* What you need to do
Repeat each of the rows below word for word, leaving every line unchanged.

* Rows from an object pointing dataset
--

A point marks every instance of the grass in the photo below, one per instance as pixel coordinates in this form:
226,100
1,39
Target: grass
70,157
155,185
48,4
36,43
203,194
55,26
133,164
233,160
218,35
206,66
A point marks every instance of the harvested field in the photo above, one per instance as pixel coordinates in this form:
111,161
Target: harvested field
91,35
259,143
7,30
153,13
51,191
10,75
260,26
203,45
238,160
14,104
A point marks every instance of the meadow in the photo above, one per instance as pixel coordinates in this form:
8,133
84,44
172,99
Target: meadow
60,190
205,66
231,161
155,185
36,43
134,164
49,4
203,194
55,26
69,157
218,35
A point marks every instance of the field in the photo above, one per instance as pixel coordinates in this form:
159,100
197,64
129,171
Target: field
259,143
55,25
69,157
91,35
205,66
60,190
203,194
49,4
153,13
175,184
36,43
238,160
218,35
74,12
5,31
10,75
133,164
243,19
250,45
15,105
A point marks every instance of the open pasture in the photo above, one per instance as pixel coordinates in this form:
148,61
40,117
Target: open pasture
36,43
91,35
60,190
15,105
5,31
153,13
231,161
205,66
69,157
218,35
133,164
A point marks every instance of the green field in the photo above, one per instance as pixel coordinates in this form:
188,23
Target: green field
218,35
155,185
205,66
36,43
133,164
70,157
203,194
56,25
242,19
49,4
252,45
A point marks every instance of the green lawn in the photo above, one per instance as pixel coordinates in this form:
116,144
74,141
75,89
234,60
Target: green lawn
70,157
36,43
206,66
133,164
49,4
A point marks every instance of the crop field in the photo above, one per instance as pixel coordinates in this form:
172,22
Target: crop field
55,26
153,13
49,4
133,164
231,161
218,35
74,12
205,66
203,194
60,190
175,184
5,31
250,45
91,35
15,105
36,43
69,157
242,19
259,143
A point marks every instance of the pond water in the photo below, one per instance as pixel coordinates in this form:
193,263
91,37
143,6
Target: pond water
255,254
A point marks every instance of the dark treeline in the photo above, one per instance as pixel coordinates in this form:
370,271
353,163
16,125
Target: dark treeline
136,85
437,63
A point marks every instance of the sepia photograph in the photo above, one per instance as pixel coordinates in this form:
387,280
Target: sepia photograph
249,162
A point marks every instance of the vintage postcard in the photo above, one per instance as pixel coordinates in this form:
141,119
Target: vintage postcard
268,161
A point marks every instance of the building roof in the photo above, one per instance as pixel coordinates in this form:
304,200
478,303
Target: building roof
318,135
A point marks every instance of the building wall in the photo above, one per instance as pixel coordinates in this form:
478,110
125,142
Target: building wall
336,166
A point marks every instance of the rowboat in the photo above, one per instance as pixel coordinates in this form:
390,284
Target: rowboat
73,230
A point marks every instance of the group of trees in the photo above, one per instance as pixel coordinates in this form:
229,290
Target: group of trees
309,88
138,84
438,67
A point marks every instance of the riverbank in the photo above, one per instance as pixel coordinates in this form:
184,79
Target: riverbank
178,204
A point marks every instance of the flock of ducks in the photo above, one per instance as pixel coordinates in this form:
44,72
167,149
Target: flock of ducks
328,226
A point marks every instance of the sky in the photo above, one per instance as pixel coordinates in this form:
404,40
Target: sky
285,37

--

* Answer to this task
A point marks every instance of the grass in the photo below, one per instance as pixel coordinates in this form:
226,100
1,39
Target: grass
70,157
155,185
48,4
36,43
203,194
55,26
133,164
233,160
218,35
206,66
A point marks every instance of the harvested field in the photo above, one per instance as pixel coordinates in this form:
111,161
Target: harvested field
91,35
259,143
7,30
153,13
51,191
10,75
260,26
203,45
238,160
14,104
A point marks every instance of the meadow in the photo above, one per instance as pixel coordinates in this form:
8,133
84,44
172,99
Target: meadow
60,190
205,66
231,161
155,185
36,43
134,164
49,4
203,194
55,26
69,157
218,35
A point marks every instance of the field in the photo above, one per instance as pixel coordinates in this form:
159,100
197,64
129,171
Target: field
259,143
55,25
69,157
91,35
205,66
60,190
203,194
49,4
153,13
175,184
36,43
238,160
218,35
74,12
5,31
10,75
133,164
243,19
250,45
15,105
A point marks every instance of the open pasture in the photo above, one per instance as pixel coordinates in this form:
148,61
40,117
Target: open pasture
36,43
91,35
60,190
15,105
5,31
153,13
231,161
205,66
69,157
218,35
133,164
A point marks every instance of the green field in the photo above, one per instance as pixel coordinates in this form:
188,23
Target: green field
218,35
155,185
205,66
36,43
133,164
70,157
203,194
56,25
242,19
49,4
252,45
A point marks every instance of the green lawn in the photo above, one per instance as pixel coordinates in this form:
116,144
74,141
75,89
234,60
Target: green lawn
70,157
36,43
206,66
133,164
49,4
A point marks every instance of the crop field in the photo above, one per instance as pixel coordinates in this form:
172,22
Target: crop field
55,26
153,13
49,4
133,164
231,161
218,35
74,12
205,66
203,194
60,190
175,184
5,31
250,45
91,35
15,105
36,43
69,157
242,19
259,143
A point marks every instance of the pond water in the photo below, one per instance as pixel coordinates in this form:
193,263
91,37
143,6
Target: pond water
255,254
A point marks every instance of the dark treeline in the photo above, one per instance as pixel coordinates in this form:
370,271
353,163
16,125
Target: dark treeline
136,85
437,63
A point marks every instance of the sepia photograph in the photo above, one per instance as pixel coordinates in this form:
387,280
Target: sepia photograph
249,162
A point marks every instance of the vintage postcard in the photo above, one per instance as pixel coordinates in this form:
141,119
Target: vintage postcard
268,161
A point marks every instance of the building roof in the photo above, one per instance as pixel coordinates in this form:
304,200
478,303
Target: building roof
318,135
A point marks every instance of the building wall in the photo above, one per instance as pixel coordinates in this form:
478,110
125,142
Target: building wall
336,166
A point marks every instance of the rowboat in the photo above, one per instance as pixel coordinates in this form:
390,284
Target: rowboat
73,230
A point marks every instance of the group of trees in the photo above, one per instance as pixel coordinates in this form:
229,290
Target: group of trees
309,88
138,84
438,67
A point marks every instance of the riverbank in the photo above, one per instance as pixel coordinates in this form:
184,79
Target: riverbank
178,204
A point marks every instance of the flock of ducks in the photo above, one per instance as pixel coordinates in this form:
44,72
167,149
Target: flock of ducks
328,226
A point marks every instance of the sky in the photo above, one per instance as pixel coordinates in this form:
404,40
Target: sky
285,37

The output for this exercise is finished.